-------- Materials provided
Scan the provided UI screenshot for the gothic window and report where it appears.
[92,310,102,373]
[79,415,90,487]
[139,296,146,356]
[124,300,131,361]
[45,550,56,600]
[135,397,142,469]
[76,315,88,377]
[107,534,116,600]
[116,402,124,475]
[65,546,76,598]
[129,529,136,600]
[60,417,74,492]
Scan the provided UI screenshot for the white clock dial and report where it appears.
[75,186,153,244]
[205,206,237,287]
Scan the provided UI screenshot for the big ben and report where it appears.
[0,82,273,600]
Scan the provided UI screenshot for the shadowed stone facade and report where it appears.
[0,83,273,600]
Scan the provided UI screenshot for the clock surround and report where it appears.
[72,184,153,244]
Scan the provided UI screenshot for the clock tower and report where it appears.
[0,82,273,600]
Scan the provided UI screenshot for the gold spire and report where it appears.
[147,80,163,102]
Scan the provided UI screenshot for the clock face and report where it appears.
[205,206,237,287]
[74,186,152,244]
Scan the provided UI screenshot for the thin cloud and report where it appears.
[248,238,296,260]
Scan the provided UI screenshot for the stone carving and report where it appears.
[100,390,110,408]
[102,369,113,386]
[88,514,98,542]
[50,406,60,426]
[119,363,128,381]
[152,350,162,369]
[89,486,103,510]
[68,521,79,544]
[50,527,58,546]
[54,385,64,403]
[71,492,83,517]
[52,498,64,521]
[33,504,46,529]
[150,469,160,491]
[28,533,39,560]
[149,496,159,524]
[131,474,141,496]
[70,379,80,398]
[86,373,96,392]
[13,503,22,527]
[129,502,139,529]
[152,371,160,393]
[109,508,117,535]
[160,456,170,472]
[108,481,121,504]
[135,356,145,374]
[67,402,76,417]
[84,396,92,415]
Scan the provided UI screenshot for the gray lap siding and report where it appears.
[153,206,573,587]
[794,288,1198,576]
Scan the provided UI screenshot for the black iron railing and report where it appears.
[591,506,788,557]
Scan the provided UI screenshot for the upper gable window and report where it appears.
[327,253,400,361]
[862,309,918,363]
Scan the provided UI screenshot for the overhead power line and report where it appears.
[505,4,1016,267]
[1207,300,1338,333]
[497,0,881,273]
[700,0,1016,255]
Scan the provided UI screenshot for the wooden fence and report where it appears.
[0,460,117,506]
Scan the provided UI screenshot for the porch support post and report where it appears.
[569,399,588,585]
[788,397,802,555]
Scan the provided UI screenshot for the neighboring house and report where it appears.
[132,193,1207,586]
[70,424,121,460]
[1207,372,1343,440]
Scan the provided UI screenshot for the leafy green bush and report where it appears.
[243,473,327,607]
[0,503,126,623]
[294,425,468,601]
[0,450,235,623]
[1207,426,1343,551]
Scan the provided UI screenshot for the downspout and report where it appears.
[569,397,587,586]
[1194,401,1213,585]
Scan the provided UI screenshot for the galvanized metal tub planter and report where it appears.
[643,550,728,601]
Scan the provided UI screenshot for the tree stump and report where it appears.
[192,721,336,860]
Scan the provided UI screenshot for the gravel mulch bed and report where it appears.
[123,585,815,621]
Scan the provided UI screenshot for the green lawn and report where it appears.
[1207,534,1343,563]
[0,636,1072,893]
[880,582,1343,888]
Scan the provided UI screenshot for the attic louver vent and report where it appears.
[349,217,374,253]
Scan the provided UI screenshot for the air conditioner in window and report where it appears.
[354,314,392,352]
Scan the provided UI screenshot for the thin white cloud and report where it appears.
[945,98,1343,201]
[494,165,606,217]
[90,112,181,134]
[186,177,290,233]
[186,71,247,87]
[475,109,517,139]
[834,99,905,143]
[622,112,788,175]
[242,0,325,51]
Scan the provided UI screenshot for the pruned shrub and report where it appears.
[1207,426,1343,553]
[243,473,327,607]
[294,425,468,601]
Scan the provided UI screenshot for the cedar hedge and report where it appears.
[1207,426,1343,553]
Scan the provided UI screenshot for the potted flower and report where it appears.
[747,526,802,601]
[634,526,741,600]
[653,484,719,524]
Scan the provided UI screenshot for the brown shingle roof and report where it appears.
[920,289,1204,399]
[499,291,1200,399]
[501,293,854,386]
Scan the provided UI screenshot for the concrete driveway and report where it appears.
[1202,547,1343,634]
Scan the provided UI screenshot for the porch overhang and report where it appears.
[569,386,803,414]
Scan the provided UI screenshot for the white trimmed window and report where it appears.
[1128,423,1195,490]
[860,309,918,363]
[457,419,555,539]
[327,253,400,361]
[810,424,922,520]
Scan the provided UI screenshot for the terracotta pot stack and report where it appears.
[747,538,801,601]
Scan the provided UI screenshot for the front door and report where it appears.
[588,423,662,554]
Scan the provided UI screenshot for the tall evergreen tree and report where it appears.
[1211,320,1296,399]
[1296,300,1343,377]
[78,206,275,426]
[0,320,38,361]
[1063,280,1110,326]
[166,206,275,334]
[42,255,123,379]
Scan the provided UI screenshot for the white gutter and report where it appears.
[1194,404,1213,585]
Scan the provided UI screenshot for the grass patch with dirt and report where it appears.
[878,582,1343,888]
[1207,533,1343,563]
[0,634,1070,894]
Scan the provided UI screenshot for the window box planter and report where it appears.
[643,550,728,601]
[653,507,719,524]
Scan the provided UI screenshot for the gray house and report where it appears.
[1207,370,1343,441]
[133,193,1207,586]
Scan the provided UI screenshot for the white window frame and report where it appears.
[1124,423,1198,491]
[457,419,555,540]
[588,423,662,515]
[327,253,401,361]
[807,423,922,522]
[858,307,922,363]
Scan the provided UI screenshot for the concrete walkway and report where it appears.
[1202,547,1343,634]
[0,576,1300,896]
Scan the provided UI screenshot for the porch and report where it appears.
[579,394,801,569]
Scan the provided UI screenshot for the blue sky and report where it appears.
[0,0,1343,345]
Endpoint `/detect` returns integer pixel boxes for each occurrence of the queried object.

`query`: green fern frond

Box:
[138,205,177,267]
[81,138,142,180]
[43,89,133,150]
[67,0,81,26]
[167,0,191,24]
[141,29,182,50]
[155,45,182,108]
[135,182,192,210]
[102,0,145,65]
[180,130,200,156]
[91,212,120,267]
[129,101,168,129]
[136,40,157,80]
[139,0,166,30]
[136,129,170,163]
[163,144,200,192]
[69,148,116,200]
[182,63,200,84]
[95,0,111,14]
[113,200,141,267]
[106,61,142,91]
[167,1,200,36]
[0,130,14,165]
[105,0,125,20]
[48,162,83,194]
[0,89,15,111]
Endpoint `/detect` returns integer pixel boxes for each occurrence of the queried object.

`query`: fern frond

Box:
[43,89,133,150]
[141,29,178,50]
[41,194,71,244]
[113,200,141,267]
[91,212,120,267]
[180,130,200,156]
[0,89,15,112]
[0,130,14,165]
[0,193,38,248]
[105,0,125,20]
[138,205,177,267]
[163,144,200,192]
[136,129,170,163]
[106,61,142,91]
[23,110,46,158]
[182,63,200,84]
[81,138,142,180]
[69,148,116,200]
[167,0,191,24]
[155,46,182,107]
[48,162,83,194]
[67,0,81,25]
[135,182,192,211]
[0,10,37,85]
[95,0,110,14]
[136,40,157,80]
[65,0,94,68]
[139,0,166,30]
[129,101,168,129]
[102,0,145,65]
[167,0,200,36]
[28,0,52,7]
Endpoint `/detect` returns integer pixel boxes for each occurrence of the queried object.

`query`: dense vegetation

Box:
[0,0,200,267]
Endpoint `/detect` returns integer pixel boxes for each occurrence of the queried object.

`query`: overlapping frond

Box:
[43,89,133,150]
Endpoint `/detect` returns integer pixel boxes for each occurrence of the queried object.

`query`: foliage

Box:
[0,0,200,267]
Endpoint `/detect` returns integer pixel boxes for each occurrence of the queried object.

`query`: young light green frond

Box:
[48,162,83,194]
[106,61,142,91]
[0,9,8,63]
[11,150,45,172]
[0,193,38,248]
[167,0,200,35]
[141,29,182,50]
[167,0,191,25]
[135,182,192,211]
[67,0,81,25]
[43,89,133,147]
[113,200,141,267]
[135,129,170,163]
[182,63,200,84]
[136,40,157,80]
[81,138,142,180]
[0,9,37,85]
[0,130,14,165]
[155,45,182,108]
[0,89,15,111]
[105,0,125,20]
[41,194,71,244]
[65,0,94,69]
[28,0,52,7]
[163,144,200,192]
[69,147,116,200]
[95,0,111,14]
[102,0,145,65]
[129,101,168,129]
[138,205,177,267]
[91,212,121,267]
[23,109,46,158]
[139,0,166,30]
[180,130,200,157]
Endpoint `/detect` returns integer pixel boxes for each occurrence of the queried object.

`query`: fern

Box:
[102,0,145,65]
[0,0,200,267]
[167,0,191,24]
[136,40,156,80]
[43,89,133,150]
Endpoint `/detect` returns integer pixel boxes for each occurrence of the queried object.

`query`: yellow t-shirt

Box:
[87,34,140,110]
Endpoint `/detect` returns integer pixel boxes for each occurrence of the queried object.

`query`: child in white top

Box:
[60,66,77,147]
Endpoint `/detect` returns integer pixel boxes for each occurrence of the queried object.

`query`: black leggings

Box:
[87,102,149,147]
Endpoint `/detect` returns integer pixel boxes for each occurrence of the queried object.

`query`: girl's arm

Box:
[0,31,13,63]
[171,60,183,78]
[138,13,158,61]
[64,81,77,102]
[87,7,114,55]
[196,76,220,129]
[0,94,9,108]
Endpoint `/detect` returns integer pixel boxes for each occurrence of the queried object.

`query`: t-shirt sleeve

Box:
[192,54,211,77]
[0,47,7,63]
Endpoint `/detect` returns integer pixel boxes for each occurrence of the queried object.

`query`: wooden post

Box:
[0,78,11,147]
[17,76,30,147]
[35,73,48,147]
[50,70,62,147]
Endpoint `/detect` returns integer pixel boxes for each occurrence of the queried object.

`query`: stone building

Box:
----------------
◆ Instruction: Copy out, word for word, the stretch of items above from the line containing "Scan the provided UI screenshot for the clock face" through the line containing "[0,460,117,506]", including both of those lines and nothing else.

◆ Solution to the problem:
Scan the provided UI screenshot for the clock face and report where it appears.
[205,206,237,287]
[74,186,152,244]
Scan the provided UI screenshot for the thin cloud and report where it appears.
[248,238,296,260]
Scan the provided UI screenshot for the stone carving and report where it appears.
[100,390,110,408]
[102,369,113,386]
[88,514,98,542]
[50,406,60,426]
[119,363,128,381]
[152,350,162,369]
[89,486,103,510]
[68,521,79,544]
[50,527,58,546]
[54,385,64,403]
[71,492,83,517]
[52,498,64,521]
[33,504,46,529]
[150,469,160,491]
[28,533,39,560]
[149,496,159,524]
[131,474,141,496]
[70,379,80,398]
[86,373,96,392]
[13,503,22,527]
[129,502,139,529]
[152,371,160,393]
[109,508,117,535]
[160,456,170,472]
[108,481,121,504]
[135,356,145,374]
[67,402,76,417]
[84,396,92,415]
Scan the provided UI screenshot for the gray lap siding and report where it appears.
[153,206,573,587]
[794,288,1198,576]
Scan the provided UI screenshot for the black iron railing and report where it appears.
[591,506,788,557]
Scan the provided UI screenshot for the upper gable window and report where it appears.
[327,253,400,361]
[862,309,918,363]
Scan the provided UI screenshot for the overhead power line and report where it appears.
[505,4,1016,267]
[1207,300,1338,333]
[497,0,881,273]
[700,0,1016,255]
Scan the provided UI screenshot for the wooden fence and report where it appears.
[0,460,117,506]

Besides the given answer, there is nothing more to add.